(What is asked) Please copy the passage on the Chemist Warehouse and Sigma deal from "Finally, the transaction" to "frameworks going forward.", substituting "benchmark" for "high water mark".

(Provided text)

As we noted in that review, the reverse takeover has become a relatively uncommon mechanism to achieve an ASX listing, so the Chemist Warehouse transaction is notable not just for its size but the novel way that Chemist Warehouse has come to market.
Unique challenges
2024 saw both approval of the transaction from the ACCC as well as despatch of disclosure documents, comprising a scheme booklet for Chemist Warehouse shareholders, a notice of meeting for Sigma shareholders and a prospectus, the latter being a requirement imposed by ASX in connection with the transaction.
The preparation of three disclosure documents, all of which required content from both Chemist Warehouse and Sigma and needed to be consistent, presented some unique challenges. This was particularly so given the competition overlay. Until implementation, Chemist Warehouse and Sigma were competitors and as such the sharing of information and discussions about future plans needed to be carefully managed or could not occur. This created a tension with the normal drafting process and content requirements.
This was part of the reason why no forecast was included in the disclosure documents, and instead some qualitative disclosure on prospects was provided (the other reason being the difficulty in reliably forecasting the financial performance of a combined business with no trading history) along with estimated synergies from the tie up (this being a point of interest for ASIC during engagement on the disclosure documents). Whilst not having a forecast is commonplace in M&A transactions (including those offering scrip consideration), it is highly unusual where an IPO style prospectus is involved and the listed company is of the nature of the combined group.
The normal approach to due diligence and the operation of due diligence committees also required revisiting given the multiple disclosure documents and parties involved, with the approach taken of running one core due diligence process for the common disclosures, with subsidiary due diligence committees considering disclosure issues specific to a particular disclosure document. Similarly, escrow arrangements, the likelihood of index inclusion and possible selldown intentions of the large number of non-escrowed CW shareholders presented novel issues which required detailed consideration.
The transaction also presented complex issues on an M&A front – including the ACCC approval process, the timeline that this dictated for the deal (impacting the approach taken to drafting the merger implementation agreement), the involvement of two independent experts (one opining on the transaction for Chemist Warehouse shareholders and the other opining on related party arrangements for Sigma shareholders) and issues related to alignment of balance dates (the combination of Sigma and CW reporting to different year ends and the interaction of the accounting rules with the Corporations Act necessitating some novel ASIC and ASX relief).
Finally, the transaction also broke new ground in terms of the scope of related party arrangements in place for a listed entity. Whilst early media speculation was that the transaction may lead to a ‘governance Frankenstein’, there was an overwhelmingly positive response from the market (including proxy advisors) on seeing the proposed governance arrangements to deal with related party governance issues and we expect the transaction to establish a high water mark for related party governance frameworks going forward.

[Excerpts from segmentation records]
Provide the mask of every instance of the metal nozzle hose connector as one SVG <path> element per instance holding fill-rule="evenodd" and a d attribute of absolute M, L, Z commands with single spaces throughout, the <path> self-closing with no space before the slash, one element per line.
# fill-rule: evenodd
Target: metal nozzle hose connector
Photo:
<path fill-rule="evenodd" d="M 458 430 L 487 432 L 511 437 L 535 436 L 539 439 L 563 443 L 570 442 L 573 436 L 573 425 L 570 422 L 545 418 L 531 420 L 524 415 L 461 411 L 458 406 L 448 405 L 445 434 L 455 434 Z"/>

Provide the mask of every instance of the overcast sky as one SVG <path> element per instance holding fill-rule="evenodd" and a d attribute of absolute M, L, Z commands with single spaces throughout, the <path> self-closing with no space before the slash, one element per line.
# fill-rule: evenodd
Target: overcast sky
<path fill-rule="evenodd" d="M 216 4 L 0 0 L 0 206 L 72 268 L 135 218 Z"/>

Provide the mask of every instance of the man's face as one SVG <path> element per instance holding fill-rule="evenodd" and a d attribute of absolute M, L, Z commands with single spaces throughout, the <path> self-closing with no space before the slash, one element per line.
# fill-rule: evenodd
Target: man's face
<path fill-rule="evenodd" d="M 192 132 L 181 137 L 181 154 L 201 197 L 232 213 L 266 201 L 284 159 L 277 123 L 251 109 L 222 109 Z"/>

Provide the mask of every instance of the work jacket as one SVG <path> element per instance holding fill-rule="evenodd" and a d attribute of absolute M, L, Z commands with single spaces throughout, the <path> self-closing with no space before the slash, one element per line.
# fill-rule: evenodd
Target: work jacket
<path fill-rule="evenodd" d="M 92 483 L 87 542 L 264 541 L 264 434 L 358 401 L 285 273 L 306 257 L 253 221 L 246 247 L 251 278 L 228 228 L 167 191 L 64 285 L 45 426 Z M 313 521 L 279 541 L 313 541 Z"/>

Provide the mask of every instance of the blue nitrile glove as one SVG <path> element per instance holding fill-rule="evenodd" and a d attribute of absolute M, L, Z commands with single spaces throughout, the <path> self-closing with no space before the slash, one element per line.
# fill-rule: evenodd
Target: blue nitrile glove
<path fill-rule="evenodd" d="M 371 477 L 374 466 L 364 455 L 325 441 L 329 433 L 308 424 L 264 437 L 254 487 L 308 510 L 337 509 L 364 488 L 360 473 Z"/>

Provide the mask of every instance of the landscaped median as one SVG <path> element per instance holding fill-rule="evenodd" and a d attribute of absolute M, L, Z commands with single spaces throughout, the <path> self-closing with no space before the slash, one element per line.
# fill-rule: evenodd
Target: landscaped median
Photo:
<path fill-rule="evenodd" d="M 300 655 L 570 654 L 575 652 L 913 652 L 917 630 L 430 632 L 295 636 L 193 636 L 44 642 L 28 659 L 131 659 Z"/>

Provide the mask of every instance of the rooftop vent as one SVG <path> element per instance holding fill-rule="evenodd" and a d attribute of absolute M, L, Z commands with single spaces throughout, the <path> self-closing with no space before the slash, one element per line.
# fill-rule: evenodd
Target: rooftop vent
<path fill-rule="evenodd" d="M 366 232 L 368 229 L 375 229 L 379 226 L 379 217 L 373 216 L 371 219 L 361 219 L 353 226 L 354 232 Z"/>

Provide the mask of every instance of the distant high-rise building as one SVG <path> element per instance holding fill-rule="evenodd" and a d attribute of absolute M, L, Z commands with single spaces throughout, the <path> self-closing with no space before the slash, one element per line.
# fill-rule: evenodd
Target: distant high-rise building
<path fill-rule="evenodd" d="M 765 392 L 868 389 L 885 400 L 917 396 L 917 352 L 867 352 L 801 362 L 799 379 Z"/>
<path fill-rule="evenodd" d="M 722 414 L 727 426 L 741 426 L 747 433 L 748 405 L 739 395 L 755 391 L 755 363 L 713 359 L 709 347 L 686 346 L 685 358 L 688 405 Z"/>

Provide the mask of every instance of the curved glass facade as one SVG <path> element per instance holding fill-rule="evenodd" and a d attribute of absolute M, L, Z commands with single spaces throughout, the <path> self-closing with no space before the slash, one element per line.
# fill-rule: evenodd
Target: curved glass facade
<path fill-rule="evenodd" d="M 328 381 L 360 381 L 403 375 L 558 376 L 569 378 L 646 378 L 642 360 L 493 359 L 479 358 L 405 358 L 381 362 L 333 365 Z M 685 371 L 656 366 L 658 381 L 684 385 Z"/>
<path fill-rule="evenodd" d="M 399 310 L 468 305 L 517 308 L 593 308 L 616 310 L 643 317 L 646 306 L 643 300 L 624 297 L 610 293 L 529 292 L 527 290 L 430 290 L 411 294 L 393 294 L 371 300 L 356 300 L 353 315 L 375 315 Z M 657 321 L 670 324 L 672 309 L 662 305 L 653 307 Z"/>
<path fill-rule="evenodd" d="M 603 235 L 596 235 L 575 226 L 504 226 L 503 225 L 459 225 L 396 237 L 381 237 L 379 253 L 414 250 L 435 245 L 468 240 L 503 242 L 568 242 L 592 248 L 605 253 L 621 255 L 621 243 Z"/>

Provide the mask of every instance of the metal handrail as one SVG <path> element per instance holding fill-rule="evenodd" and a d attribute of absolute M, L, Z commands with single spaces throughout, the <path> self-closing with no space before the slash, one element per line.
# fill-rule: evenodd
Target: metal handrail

(Solved problem)
Finally, the transaction also broke new ground in terms of the scope of related party arrangements in place for a listed entity. Whilst early media speculation was that the transaction may lead to a ‘governance Frankenstein’, there was an overwhelmingly positive response from the market (including proxy advisors) on seeing the proposed governance arrangements to deal with related party governance issues and we expect the transaction to establish a benchmark for related party governance frameworks going forward.